→ Task goal:
Copy out unchanged everything in the rows below from the line containing "Expected behaviour: for every instance of the cattle" down to the line containing "x=245 y=192", including both of those lines.

→ Extracted material:
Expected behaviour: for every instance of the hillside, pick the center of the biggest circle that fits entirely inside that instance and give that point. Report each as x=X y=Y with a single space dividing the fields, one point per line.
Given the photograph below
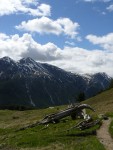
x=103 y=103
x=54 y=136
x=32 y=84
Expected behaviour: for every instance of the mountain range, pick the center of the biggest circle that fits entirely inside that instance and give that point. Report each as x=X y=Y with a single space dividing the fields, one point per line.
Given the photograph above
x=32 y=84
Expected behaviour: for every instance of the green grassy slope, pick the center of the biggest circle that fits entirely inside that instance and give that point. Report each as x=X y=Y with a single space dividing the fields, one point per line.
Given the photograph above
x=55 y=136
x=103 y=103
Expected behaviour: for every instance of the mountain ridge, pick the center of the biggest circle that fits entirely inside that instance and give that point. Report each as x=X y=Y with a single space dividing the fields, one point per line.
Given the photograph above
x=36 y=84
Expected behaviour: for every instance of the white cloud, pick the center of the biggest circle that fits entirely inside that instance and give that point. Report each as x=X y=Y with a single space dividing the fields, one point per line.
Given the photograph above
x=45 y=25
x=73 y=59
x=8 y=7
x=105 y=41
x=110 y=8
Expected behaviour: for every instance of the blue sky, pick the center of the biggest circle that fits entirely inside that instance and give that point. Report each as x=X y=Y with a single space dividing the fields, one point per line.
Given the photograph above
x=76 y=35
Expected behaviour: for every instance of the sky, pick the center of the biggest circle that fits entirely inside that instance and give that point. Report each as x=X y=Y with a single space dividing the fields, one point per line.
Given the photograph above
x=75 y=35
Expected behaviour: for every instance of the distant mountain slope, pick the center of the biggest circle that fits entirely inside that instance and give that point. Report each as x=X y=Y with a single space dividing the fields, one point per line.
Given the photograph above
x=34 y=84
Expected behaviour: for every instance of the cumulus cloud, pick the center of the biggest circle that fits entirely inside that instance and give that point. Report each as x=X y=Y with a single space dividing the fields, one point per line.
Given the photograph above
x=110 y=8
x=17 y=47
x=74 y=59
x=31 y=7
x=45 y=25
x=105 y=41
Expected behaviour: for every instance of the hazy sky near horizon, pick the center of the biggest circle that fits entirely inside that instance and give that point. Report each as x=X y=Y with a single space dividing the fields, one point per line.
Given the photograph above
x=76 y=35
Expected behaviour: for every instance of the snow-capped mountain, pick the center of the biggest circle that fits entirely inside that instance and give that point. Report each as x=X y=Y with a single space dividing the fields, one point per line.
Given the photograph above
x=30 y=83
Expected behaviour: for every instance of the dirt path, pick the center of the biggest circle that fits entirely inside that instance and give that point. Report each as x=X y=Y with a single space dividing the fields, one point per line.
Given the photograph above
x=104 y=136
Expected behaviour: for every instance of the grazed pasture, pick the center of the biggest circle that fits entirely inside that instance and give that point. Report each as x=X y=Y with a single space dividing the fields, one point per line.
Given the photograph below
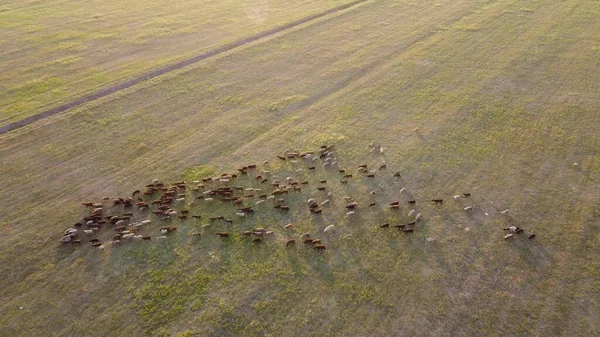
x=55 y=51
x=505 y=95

...

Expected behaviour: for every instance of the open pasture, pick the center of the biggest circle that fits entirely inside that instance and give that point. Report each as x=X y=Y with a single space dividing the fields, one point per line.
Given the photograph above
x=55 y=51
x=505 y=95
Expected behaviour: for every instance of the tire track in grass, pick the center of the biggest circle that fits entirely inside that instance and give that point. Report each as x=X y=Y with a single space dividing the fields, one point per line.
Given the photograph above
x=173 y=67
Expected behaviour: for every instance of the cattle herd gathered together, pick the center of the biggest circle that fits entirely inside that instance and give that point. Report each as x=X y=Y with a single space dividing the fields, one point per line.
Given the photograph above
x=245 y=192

→ Solution to this task:
Expected behaviour: for every instance of the cattle herd gathered together, pick the center of the biggest circle that fits entirely inside that instance and give that point. Report each as x=X y=Y with a single space dividing the fields, one point per line.
Given the photograph above
x=245 y=192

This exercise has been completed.